Point-based annotation data
(begin)

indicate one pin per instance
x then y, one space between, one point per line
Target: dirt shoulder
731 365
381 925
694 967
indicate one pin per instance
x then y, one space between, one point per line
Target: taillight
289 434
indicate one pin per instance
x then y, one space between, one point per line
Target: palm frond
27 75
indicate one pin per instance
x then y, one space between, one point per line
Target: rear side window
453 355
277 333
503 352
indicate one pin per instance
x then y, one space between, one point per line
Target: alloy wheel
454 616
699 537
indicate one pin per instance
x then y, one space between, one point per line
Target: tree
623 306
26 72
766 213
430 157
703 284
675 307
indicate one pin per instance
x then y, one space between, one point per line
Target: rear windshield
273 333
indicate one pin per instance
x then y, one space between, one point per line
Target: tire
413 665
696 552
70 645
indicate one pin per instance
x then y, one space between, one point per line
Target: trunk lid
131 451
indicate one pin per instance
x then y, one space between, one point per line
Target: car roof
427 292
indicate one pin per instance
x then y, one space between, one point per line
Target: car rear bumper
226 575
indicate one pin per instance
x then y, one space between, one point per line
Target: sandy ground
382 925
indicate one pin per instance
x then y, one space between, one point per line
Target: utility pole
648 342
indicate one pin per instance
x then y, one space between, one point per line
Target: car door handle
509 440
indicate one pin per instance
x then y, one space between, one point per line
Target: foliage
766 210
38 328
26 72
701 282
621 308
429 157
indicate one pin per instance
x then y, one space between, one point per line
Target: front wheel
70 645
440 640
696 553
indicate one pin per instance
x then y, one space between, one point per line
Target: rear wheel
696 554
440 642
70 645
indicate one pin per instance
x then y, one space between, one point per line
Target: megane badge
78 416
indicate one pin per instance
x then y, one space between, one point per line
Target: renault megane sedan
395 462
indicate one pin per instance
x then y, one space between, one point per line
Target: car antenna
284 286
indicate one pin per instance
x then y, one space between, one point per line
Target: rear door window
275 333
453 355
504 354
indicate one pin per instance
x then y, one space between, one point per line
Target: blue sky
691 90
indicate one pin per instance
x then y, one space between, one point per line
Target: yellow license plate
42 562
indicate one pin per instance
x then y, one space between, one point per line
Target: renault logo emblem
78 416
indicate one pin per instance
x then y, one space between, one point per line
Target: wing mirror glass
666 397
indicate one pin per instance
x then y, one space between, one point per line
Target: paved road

(end)

▸ What you will do
Return every entry verbatim.

▸ Result of this exercise
indicate one pin per instance
x then y, one space between, one point per line
Target: dirt shoulder
731 365
381 925
694 967
indicate one pin per instance
x then y, one space between, one point per line
Target: taillight
289 434
indicate one pin per instance
x then y, one space between, one point per line
Target: palm frond
27 75
indicate one pin per instance
x then y, one space between, one point per line
Target: rear side window
453 355
277 333
503 352
indicate one pin per instance
x then y, one space between, one point per line
Target: alloy wheel
454 616
699 537
indicate one pin per instance
x then y, one space between, one point per line
Target: tree
623 306
26 72
766 213
430 157
703 284
675 307
indicate one pin per instance
x then y, one space between, one point per line
Target: rear windshield
273 333
indicate one pin per instance
x then y, one space between, one point per line
Target: tire
413 665
696 552
70 645
indicate one pin per instance
x then y, one space between, one point per line
Target: trunk lid
131 451
indicate one pin per instance
x then y, one space between, one point per line
Target: car roof
427 292
indicate one pin per instance
x then y, one space between, one point per line
Target: car rear bumper
226 575
indicate one pin per instance
x then y, one space between, one point per line
Target: sandy ground
382 925
indicate one pin per instance
x then y, one space between, one point per line
Target: utility pole
648 342
indicate one pin per instance
x then y, one space between, one point per line
Target: car door handle
509 440
indicate one pin per instance
x then y, one space between, one point per line
Target: foliage
766 210
38 328
26 72
701 282
621 308
429 157
indicate one pin per instance
x then y, one space between, one point per line
Target: front wheel
70 645
440 640
696 553
indicate one pin per instance
x then y, one space between, one point per line
Target: rear wheel
696 554
440 642
70 645
indicate one pin per instance
x then y, one space between, one point per line
Target: megane badge
78 416
indicate one pin per instance
x then y, one space between, one point per line
Target: renault megane sedan
395 462
indicate one pin per instance
x then y, one space between, one point per line
Target: car antenna
284 286
indicate one pin per instance
x then y, one space between, one point per line
Target: rear door window
275 333
453 355
504 354
indicate one pin per instance
x then y, one space between, one point per line
Target: blue sky
691 90
indicate one pin per instance
x then y, one space between, one point per line
Target: yellow license plate
42 562
indicate one pin per instance
x then y, one space between, one point per line
Target: renault logo emblem
78 416
indicate one pin per instance
x then y, one space between, one point per line
Target: wing mirror glass
666 397
indicate one pin per instance
x then y, one space between, one point per line
Target: paved road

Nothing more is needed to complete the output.